Give the lines of the listing as a numbered list, starting at the line containing "Can you find the chair" and continuing through the last line of the listing, both included. Leave out any blank lines.

**Given data:**
--- BEGIN ---

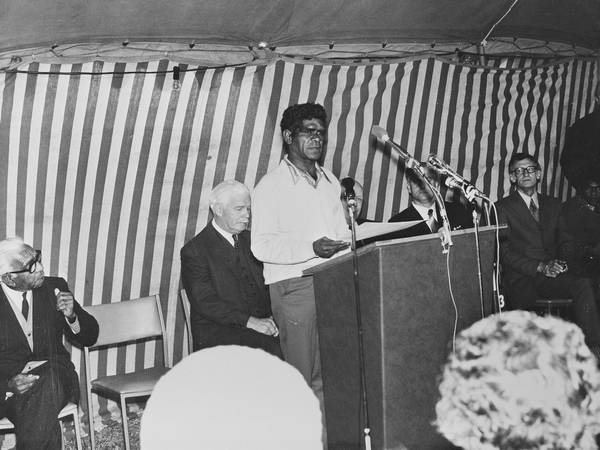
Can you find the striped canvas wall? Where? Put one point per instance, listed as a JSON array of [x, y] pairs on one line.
[[106, 167]]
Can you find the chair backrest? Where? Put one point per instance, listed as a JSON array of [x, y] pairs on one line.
[[185, 302], [130, 320]]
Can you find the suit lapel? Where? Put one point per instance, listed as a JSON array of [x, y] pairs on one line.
[[523, 208], [9, 323], [220, 247], [42, 317]]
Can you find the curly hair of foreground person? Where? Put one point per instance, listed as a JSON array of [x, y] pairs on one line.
[[520, 381]]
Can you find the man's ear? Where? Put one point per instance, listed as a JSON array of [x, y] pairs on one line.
[[287, 136], [217, 209], [7, 279]]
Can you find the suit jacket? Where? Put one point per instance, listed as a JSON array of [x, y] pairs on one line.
[[214, 284], [528, 242], [49, 327], [458, 216]]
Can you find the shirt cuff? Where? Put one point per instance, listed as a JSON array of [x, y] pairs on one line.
[[75, 328]]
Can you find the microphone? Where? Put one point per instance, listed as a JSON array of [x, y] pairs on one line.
[[381, 135], [348, 185], [455, 180]]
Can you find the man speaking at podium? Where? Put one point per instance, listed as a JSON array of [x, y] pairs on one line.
[[298, 222]]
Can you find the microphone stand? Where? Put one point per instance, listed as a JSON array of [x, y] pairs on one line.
[[351, 202], [444, 231], [479, 277]]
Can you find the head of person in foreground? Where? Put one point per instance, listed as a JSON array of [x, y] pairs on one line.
[[232, 397], [520, 381]]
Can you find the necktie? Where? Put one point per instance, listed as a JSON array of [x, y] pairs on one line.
[[534, 210], [25, 306], [431, 222]]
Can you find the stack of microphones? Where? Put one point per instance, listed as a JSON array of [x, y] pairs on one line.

--- END ---

**Final result:**
1. Can you find the chair backrest? Where? Put one point per instance, listed as a JSON array of [x, y] pairs on one line.
2. [[185, 302], [130, 320]]
3. Can you find the suit lapel? Where? Put one point per instance, listed as a JSON array of [x, y] pairs on one line.
4. [[523, 208], [9, 323], [220, 247], [42, 317]]
5. Can you find the curly hair of foreground person? Where? Put one point per instance, listed as a JSON array of [x, y] pairs on one line.
6. [[520, 381]]
7. Can you find the man's ear? Where? Put one point per instance, listed as a JSON array of [x, y] pairs on one line.
8. [[287, 136], [217, 209], [7, 279]]
9. Can you find the suit jacket? Where? Put one point per instance, listed as a JSON array of [x, y] pairs on one line.
10. [[214, 284], [528, 242], [49, 327], [458, 216]]
11. Can you find the shirt cuff? Where? Put one point per instance, listed as a JSON array of [x, y] pairs on one line.
12. [[75, 328]]
13. Can you find the microphone? Where? Put one point per instance, listed as a JSON array of [x, y] pairs on one line.
14. [[381, 135], [348, 185], [455, 180]]
15. Can you find the man speaking at podium? Where? Put one point per instance, listed as a JSON array of [x, y] pairs on one line.
16. [[298, 222]]
17. Can you find the microphone stand? Where? Put one point per instance, listed as a JSON array of [x, y] pairs on one line.
18. [[351, 202], [444, 231], [479, 277]]
19. Can you find the head of person in foreground? Where? Put one point per instance, listed as a JSON array of [x, y] pairs on one line.
20. [[232, 397], [520, 381]]
21. Can you find the necktie? Where? Put one point per instance, listed as a JSON array of [x, y] pairs on one line.
22. [[534, 210], [25, 306], [431, 222]]
23. Can you find the stack of microphones? Where? Put one point per instance, listed as a JSON array of [x, y] pairs on one line.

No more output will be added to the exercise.